═════ DATA TO PROCESS ═════
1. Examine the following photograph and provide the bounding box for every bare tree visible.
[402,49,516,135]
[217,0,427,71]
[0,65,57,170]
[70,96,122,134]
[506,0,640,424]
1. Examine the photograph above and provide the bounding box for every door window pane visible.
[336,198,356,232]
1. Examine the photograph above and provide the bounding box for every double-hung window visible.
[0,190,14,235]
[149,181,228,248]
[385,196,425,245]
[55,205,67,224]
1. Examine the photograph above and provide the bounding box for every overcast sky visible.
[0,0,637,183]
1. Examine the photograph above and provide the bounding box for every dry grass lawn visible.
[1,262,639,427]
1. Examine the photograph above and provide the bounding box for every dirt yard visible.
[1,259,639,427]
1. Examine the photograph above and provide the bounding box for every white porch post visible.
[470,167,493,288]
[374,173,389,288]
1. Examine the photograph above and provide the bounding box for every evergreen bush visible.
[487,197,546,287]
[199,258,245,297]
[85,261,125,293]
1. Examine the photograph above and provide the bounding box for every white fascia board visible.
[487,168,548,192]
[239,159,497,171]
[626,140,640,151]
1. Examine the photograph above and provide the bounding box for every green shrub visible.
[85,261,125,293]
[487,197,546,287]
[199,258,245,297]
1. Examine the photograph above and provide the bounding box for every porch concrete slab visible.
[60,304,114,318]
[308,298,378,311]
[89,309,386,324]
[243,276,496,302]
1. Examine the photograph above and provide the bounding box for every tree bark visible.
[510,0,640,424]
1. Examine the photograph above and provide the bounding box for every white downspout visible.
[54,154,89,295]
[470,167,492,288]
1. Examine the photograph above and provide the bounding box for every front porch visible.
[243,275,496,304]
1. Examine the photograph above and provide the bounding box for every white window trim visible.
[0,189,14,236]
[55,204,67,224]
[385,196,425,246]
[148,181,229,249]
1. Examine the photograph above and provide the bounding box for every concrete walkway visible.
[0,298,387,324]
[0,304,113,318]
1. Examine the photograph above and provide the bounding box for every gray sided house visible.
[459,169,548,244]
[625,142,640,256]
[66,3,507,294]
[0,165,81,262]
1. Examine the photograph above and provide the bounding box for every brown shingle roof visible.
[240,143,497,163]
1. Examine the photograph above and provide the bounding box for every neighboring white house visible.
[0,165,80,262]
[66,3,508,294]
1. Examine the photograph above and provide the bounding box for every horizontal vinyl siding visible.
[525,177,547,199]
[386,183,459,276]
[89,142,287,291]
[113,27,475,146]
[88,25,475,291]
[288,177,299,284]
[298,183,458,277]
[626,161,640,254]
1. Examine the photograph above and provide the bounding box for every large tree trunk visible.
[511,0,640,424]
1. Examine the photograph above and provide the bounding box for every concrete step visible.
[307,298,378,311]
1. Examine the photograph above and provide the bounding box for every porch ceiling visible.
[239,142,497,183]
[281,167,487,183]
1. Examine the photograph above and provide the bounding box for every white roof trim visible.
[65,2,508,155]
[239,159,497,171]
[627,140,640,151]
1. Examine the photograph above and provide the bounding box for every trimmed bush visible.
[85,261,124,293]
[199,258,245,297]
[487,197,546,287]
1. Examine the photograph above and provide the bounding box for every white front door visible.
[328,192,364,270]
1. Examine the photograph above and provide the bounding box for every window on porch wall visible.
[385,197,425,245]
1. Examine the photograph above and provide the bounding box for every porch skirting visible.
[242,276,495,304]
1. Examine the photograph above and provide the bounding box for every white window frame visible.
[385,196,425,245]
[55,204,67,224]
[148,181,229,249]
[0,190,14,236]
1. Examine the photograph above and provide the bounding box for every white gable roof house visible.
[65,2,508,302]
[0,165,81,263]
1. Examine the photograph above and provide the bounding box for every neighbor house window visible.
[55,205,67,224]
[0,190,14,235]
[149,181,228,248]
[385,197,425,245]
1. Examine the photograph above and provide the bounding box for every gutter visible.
═════
* TASK BRIEF
Take the entries above and copy them out exactly.

* RESULT FOR THIS EXERCISE
1. Examine the following photograph and provide the bounding box for every bare tree visible.
[402,49,516,135]
[217,0,427,71]
[0,65,57,170]
[70,96,122,134]
[506,0,640,424]
1. Examine the photograph above and provide the bounding box for every door window pane visible.
[336,198,356,232]
1. Examine the photograph above and provide the bounding box for every double-hung window visible.
[0,190,14,235]
[149,181,228,248]
[385,196,425,245]
[55,205,67,224]
1. Examine the photograph above and provide the bounding box for every overcast sky visible.
[0,0,637,183]
1. Examine the photograph above and provide the bounding box for every dry grass lawn visible.
[1,262,639,427]
1. Examine the photograph above and provide the bounding box for every dirt yard visible.
[1,259,639,427]
1. Examine the photograph above and provide the bounding box for every white porch post visible.
[470,167,493,288]
[374,173,389,288]
1. Examine the photograph above and provide the bounding box for every evergreen bush visible.
[487,197,546,287]
[199,258,245,297]
[85,261,125,293]
1. Examine the photograph above and provide the bounding box for every white fascia board visible.
[487,168,548,192]
[239,159,497,171]
[626,140,640,151]
1. Examine the photograph above and provide the bounding box for every green shrub visible.
[85,261,125,293]
[487,197,546,287]
[199,258,245,297]
1. Examine the photograph above and provide the bounding box for every porch concrete slab visible.
[60,304,114,318]
[308,298,378,311]
[89,309,386,324]
[243,276,496,302]
1. Examine the photograph above and provide the bounding box for every tree bark visible.
[510,0,640,424]
1. Examine the photograph above and provide the bounding box for every white downspout visible.
[54,154,89,295]
[470,167,492,288]
1. Examine the photograph above and provide the bounding box for every front porch visible.
[243,275,496,304]
1. Examine the photograph above and provide the bounding box for every white window trim visible.
[0,189,14,236]
[55,204,67,224]
[385,196,425,246]
[148,181,229,249]
1. Examine the photograph above and provide the bounding box for every concrete walkway visible.
[0,298,387,324]
[0,304,113,318]
1. Examine the photograph above and provide the bounding box for every gray sided house visible.
[459,169,548,244]
[625,142,640,256]
[66,3,507,294]
[0,165,81,262]
1. Examine the photograph above and provide the bounding box for every brown shingle roof visible.
[240,143,497,163]
1. Examine the photograph above and provide the bounding box for every neighboring white house visible.
[0,165,80,262]
[66,3,508,294]
1. Examine the photograph above and provide the bounding box for every horizontal vinyl siding visible.
[525,177,547,199]
[386,183,459,276]
[89,142,287,291]
[113,27,475,146]
[88,25,475,291]
[288,177,299,284]
[298,183,458,277]
[626,161,640,254]
1. Examine the photograph above and provide the bounding box for every large tree trunk visible.
[511,0,640,424]
1. Examine the photograph above and provide the bounding box for every concrete step visible.
[307,298,378,311]
1. Examine the photograph above and provide the bounding box for every porch ceiling visible.
[239,142,497,183]
[281,167,487,183]
1. Examine the photograph above and provide the bounding box for every white roof trim visible.
[65,2,508,155]
[239,159,497,171]
[627,140,640,151]
1. Examine the photograph above and provide the bounding box for every trimmed bush visible.
[85,261,124,293]
[199,258,245,297]
[487,197,546,287]
1. Examine the photograph above and provide the bounding box for every white front door visible.
[328,192,364,270]
1. Examine the photograph above and provide the bounding box for every window on porch wall visible.
[385,197,425,245]
1. Examine the photograph above and provide the bounding box for every porch skirting visible.
[242,276,495,304]
1. Examine the photograph above and provide the bounding box for every white window frame visible.
[385,196,425,245]
[55,204,67,224]
[148,181,229,249]
[0,190,14,236]
1. Examine the photograph above and provide the bounding box for every white gable roof house visible.
[65,2,508,302]
[0,165,81,263]
1. Examine the photograph above and provide the bounding box for every neighbor house window visible.
[55,205,67,224]
[0,190,14,235]
[149,181,228,248]
[385,197,425,245]
1. Examine the photograph above and provide the bounding box for every gutter visible.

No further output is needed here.